(Saved entries)
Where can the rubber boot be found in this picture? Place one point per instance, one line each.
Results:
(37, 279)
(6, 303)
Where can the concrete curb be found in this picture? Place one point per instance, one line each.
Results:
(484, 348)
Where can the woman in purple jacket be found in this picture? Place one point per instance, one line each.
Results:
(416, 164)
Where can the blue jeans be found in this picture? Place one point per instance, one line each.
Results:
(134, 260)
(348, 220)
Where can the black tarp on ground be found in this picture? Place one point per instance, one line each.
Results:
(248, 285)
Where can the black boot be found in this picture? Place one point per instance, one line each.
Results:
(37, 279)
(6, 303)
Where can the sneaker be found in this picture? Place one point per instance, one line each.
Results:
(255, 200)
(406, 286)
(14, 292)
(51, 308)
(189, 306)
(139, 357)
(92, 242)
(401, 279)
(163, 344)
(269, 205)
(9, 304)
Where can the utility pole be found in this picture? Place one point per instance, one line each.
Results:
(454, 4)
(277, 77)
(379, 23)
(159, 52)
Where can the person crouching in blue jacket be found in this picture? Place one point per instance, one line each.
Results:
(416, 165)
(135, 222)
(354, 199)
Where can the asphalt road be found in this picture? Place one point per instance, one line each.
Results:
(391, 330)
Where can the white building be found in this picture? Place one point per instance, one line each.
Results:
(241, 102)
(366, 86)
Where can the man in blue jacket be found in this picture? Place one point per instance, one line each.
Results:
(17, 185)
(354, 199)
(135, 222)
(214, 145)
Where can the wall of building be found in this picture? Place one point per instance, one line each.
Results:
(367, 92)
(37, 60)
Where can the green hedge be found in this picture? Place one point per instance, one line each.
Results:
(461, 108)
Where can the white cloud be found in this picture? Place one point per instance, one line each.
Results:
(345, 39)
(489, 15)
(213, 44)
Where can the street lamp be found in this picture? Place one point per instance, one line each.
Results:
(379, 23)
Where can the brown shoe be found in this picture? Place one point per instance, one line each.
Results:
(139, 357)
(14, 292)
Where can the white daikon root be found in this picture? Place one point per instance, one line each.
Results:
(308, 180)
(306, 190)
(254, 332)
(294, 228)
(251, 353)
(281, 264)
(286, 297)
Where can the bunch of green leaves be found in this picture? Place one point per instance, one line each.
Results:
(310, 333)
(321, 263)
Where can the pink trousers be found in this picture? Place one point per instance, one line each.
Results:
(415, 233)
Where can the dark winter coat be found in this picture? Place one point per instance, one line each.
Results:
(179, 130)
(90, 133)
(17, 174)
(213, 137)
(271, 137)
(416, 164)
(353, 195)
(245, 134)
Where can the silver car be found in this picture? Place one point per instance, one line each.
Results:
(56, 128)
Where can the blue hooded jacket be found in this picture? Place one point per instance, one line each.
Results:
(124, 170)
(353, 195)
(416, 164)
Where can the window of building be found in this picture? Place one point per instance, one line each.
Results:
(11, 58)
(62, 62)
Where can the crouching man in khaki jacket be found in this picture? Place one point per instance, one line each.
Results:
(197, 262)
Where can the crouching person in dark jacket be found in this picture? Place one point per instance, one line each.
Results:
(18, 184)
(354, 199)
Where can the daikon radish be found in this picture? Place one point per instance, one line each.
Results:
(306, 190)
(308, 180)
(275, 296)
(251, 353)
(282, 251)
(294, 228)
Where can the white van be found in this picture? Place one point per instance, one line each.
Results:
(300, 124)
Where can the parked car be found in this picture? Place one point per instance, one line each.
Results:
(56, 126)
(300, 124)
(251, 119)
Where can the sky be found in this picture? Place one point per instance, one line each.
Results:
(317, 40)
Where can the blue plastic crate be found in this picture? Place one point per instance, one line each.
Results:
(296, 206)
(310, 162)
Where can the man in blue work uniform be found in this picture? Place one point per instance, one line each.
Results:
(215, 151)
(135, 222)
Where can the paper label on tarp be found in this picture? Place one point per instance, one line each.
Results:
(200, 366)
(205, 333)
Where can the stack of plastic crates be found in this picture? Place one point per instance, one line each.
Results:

**REQUIREMENT:**
How many lines of the entries above include the word "jacket"? Reply with the number alone.

**COMPLETED TASK:**
6